§ Texte source
..........
Depuis mars 2011, lorsqu’un groupe d’adolescents de Deraa, ayant dessiné des graffitis hostiles à Bachar el-Assad, a été sévèrement réprimé, provoquant une levée de boucliers qui s’est vite transformée en une révolte générale, le monde entier assiste, révolté et impuissant, à l’un des conflits les plus barbares depuis la fin de la Seconde Guerre mondiale.
Avec à ce jour 470 000 morts, des centaines de milliers de blessés, près de 4,5 millions de réfugiés et 7,7 millions de déplacés à l’intérieur du pays soit plus de la moitié de la population du pays, réduite à 17,1 millions d’habitants d’innombrables villes et villages en ruine, la Syrie vit, plus qu’une tragédie, un véritable cauchemar. Le PIB a reculé de 60 % depuis 2011 et le pays en matière d’indice de développement humain a fait un bond en arrière de trente ans.
..........
§ Liste

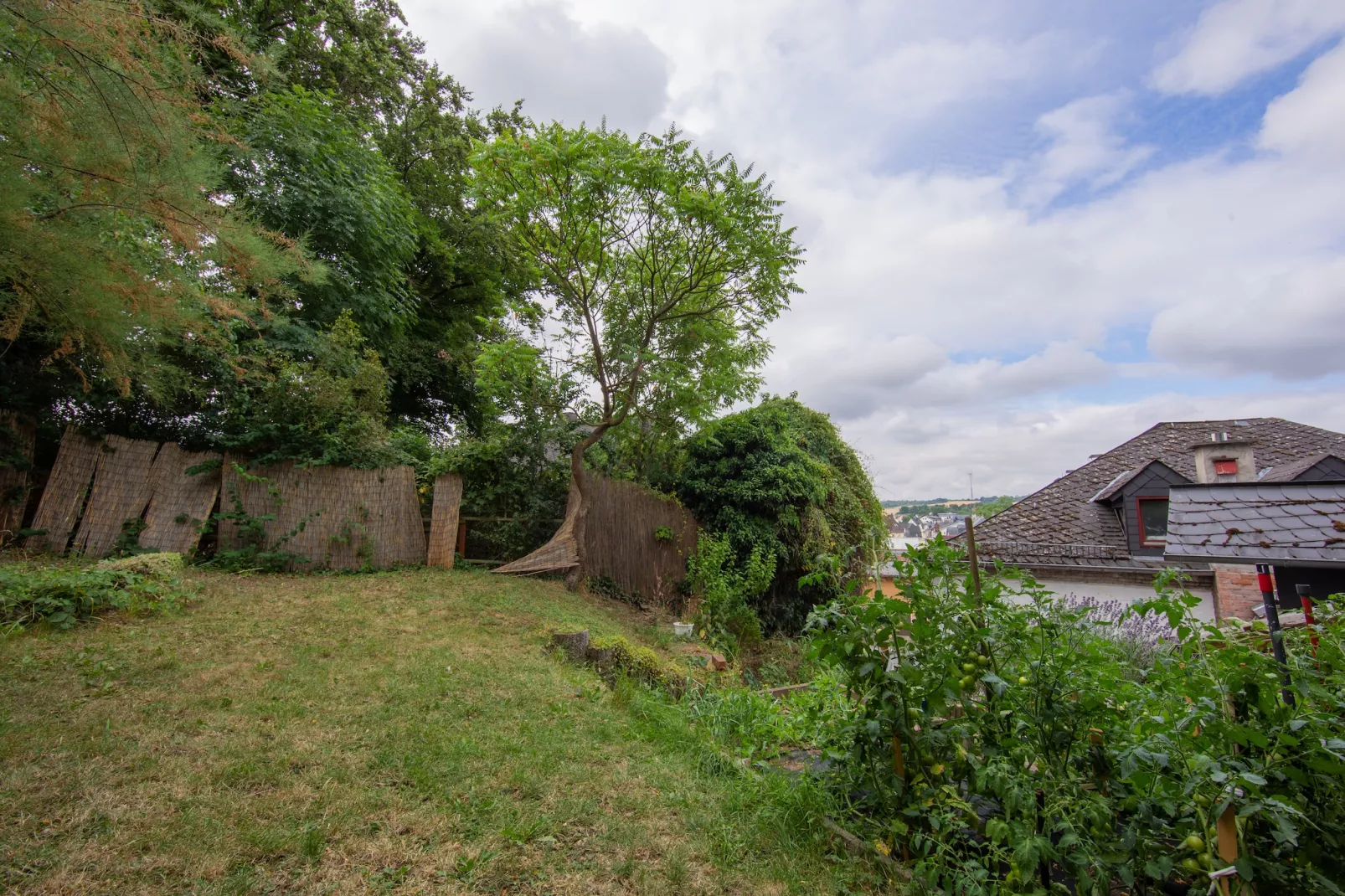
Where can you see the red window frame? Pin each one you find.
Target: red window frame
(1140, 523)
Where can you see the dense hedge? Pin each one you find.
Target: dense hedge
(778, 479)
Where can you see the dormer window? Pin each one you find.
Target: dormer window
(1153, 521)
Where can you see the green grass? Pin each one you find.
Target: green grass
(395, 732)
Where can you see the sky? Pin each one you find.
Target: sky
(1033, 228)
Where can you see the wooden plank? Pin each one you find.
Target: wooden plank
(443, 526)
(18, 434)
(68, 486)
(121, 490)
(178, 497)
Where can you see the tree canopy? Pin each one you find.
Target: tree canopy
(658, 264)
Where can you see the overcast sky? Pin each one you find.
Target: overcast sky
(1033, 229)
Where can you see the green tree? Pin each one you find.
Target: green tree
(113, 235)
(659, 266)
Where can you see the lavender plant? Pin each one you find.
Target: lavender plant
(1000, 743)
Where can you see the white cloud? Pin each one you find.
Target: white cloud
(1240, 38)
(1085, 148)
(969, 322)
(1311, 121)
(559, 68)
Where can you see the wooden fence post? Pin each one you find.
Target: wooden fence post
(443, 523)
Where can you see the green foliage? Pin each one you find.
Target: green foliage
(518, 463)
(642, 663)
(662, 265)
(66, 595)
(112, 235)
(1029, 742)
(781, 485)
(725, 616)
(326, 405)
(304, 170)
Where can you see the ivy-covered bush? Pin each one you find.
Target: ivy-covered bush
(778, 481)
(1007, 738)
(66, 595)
..........
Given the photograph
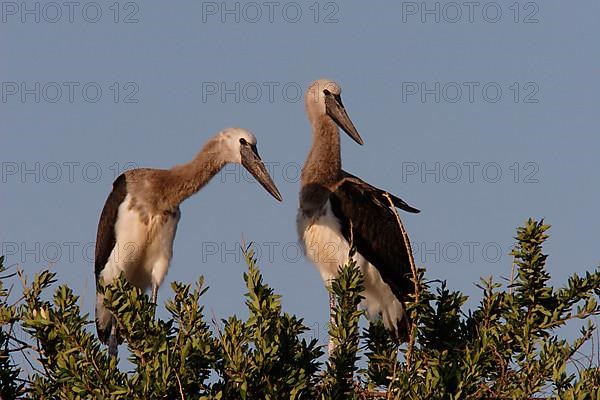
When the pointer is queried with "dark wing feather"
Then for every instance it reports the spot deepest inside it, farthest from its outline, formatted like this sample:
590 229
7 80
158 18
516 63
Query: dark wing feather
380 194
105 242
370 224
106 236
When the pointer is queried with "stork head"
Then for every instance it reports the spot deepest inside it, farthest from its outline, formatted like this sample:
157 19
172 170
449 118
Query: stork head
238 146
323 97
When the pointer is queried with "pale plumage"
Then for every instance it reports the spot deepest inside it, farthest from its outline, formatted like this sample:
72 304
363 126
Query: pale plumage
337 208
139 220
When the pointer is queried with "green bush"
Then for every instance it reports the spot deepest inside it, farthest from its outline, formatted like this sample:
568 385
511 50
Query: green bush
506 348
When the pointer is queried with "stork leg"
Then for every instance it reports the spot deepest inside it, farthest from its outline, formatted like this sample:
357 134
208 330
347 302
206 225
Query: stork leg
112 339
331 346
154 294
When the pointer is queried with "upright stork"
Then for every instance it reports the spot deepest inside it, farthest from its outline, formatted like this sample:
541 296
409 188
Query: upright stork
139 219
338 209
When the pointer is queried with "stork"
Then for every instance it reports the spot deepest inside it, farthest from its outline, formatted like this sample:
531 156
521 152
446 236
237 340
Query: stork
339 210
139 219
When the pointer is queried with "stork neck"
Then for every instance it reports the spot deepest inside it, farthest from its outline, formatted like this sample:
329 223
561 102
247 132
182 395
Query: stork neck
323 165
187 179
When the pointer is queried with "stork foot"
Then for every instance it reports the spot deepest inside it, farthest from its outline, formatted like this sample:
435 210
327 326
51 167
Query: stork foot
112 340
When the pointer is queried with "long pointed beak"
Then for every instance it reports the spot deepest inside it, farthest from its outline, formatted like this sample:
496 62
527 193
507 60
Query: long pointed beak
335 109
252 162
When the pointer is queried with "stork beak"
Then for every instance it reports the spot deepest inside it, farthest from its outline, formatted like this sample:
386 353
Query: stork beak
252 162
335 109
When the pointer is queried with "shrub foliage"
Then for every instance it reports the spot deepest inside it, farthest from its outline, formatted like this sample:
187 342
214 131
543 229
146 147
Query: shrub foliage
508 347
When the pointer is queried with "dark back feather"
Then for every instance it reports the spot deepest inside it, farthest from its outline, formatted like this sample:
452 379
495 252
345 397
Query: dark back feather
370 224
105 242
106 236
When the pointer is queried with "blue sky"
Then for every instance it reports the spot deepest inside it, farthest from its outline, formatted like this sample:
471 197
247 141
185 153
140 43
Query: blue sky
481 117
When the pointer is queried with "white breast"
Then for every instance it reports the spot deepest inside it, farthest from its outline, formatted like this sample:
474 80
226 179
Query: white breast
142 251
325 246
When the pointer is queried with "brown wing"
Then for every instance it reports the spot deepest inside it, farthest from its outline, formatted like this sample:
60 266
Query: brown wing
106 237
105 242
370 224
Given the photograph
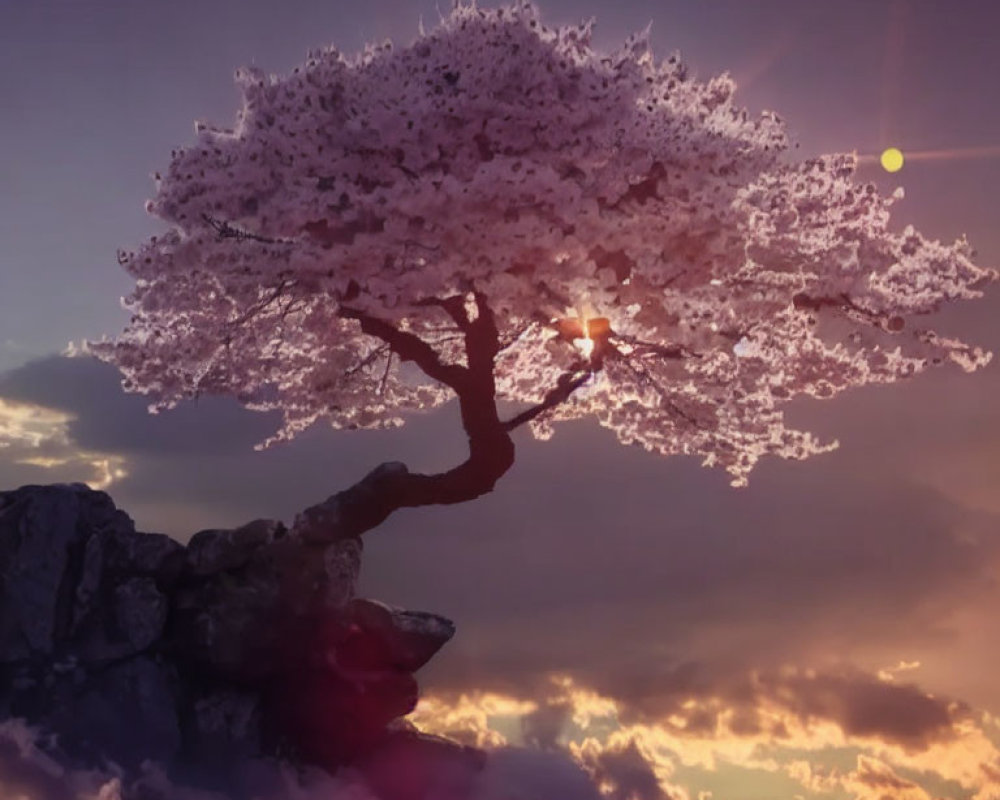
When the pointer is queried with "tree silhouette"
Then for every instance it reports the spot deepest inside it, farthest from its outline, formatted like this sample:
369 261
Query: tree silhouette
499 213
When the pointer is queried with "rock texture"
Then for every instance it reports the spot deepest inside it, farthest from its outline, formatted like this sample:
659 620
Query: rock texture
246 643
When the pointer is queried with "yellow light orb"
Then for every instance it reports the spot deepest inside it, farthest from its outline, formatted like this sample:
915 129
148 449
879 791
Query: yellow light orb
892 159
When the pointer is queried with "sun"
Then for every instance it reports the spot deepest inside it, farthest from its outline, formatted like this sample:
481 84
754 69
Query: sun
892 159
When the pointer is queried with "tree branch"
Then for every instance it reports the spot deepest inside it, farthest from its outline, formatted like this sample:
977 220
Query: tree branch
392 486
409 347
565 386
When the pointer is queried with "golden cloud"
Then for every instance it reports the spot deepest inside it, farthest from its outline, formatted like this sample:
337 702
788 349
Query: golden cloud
..........
Poursuivez, s'il vous plaît, le texte sur la guerre en Syrie à partir de sa dernière phrase.

§ Réponse à l'exercice
Beaucoup de livres, d’articles, de témoignages poignants ont été écrits sur cette série de guerre, certainement la question la plus complexe qu’ait eu la communauté internationale à affronter depuis 1945. Celui-ci apparaît, à mon sens, l’un des plus complets et documentés. Bien que sa position de fond apparaisse tranchée, on ne peut que saluer la richesse et la variété de ses analyses et de ses informations. Pour Ignace Dalle, journaliste, qui fut chargé des questions arabes à l’AFP, en poste à Beyrouth, à Amman puis au Caire, et enfin à Rabat. et Wladimir Glasman né au Maroc, agrégé d’arabe, qui a, comme diplomate, exercé ses fonctions notamment en Algérie, en Jordanie et en Syrie pendant près de dix ans, les pays occidentaux se sont montrés incapables de ramener à la raison un dictateur prêt à tout pour se maintenir au pouvoir, réticents à fournir à l’opposition modérée l’assistance militaire qu’elle réclamait, et d’autres acteurs régionaux se montrent de plus en plus réceptifs aux sirènes de Moscou sans qui le régime de Bachar el-Assad aurait sombré depuis longtemps. Aujourd’hui, poursuivent-ils, l’attention de la communauté internationale se détourne temporairement de la barbarie du clan Assad, de sa famille, et des cercles alaouites, pour se focaliser sur celle des djihadistes de l’État islamique. Des voix se sont même élevées, depuis les attentats de l’automne 2015, pour estimer que ce pouvoir « pourrait être utile » dans la guerre contre Daech. Mais quelle autre voie paraît possible, voilà toute la question ?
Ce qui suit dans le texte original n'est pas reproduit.